• TASKS TO PERFORM
• 1. Return the passage from the CD38 text exactly as it appears, starting at "The protein encoded" and ending at "intercellular communication network.".
• 2. Supply the next part of the text on the CD38 molecule, picking up from where it stops.
[PAGE EXTRACT — start]
Although originally defined as a T-cell activation molecule, CD38 expression is found on other cell lineages. Within the B-cell compartment, CD38 is expressed by B lineage blasts in bone marrow and by B lymphocytes in germinal centers, activated tonsils, and by plasma cells. Mature virgin and memory B cells express only low levels of the molecule. CD38 also has been found in pancreatic acinar cells, smooth muscle cells, osteoclasts, and in different areas of the brain, although in most of these instances, CD38 is found in the cytosol and/or in the nucleus and not on the cell membrane.
The protein encoded by CD38 is a single chain type II transmembrane molecule displaying a molecular weight of ∼ 45 kDa. The functional CD38 molecule is a dimer, with the central part between the two monomers hosting the catalytic site. The monomer to dimer transition controls the functions of the molecule. Additional control is made by how the CD38 is arranged in lipid microdomains of the plasma membrane where the molecule has a tendency to associate with other proteins, forming large supramolecular complexes. CD38-associated molecules in human B cells include the CD19/CD81 complex, the chemokine receptor CXCR4, and adhesion molecules such as CD49d. CD38 is also found in exosomes, membrane vesicles secreted by B cells, and is probably part of an intercellular communication network.
[PAGE EXTRACT — finish]
[PROVIDED DATA — start]
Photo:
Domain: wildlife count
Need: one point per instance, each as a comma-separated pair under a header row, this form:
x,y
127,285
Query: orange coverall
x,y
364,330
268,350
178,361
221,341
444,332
[PROVIDED DATA — finish]
[PROVIDED DATA — start]
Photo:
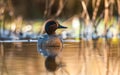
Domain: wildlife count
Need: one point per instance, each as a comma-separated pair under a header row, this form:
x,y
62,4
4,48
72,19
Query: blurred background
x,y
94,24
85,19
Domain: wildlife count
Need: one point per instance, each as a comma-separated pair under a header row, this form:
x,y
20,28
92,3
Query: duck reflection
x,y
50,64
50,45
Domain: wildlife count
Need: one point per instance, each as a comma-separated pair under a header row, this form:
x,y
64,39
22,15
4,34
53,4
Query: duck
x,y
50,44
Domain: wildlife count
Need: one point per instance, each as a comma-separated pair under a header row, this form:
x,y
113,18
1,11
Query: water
[PROVIDED DATA — finish]
• EXERCISE RESULTS
• 1.
The protein encoded by CD38 is a single chain type II transmembrane molecule displaying a molecular weight of ∼ 45 kDa. The functional CD38 molecule is a dimer, with the central part between the two monomers hosting the catalytic site. The monomer to dimer transition controls the functions of the molecule. Additional control is made by how the CD38 is arranged in lipid microdomains of the plasma membrane where the molecule has a tendency to associate with other proteins, forming large supramolecular complexes. CD38-associated molecules in human B cells include the CD19/CD81 complex, the chemokine receptor CXCR4, and adhesion molecules such as CD49d. CD38 is also found in exosomes, membrane vesicles secreted by B cells, and is probably part of an intercellular communication network.

• 2.
An initial function attributed to CD38 was the regulation of activation/ proliferation of human T lymphocytes. Stimulating monoclonal antibodies (mAbs) specific for CD38 induce rapid Ca2+ fluxes and trigger the phosphorylation of a cascade of intracellular substrates, leading to activation of the NF-κB complex. Protracted effects include initiation of genetic programs causing cytokine secretion and proliferation of T lymphocytes. CD31 (also known as PECAM-1) is a non-substrate CD38 ligand that can start the signaling cascade and recapitulate the biologic events observed in vitro using surrogate agonistic mAbs.
The functional properties of CD38 on human B cells appear to be strictly linked to the stage of maturation. Blocking mAbs in cultures of CD19+ B-cell precursors on stromal layers markedly suppresses B-cell lymphopoiesis by inducing apoptosis. Opposite effects are observed in mature circulating B lymphocytes and tonsillar germinal center B cells, where CD38 ligation is followed by activation, apoptosis inhibition, proliferation, and cytokine secretion. In both instances, the mechanisms are attributed to the activation of an intracellular signaling pathway ruled by CD38 and requiring an association with CD19. The ensuing phosphorylation cascade includes lyn and phosphatidylinositol 3-kinase, among other kinases.
CD38 has a striking similarity to the enzyme adenosine diphosphate (ADP) ribosyl cyclase. This enzyme has the unique characteristic of cyclizing NAD+ to generate cyclic ADP ribose (cADPR), a second messenger that releases Ca2+ from internal stores, independently of the IP3 pathway. cADPR is a ubiquitous second messenger in eukaryotic cells. A further enzymatic activity recently attributed to CD38 is the pH-dependent conversion of NADP+ to NAADP+. These products bind different receptors and channels involved in the regulation of Ca2+ and activating critical signaling pathways.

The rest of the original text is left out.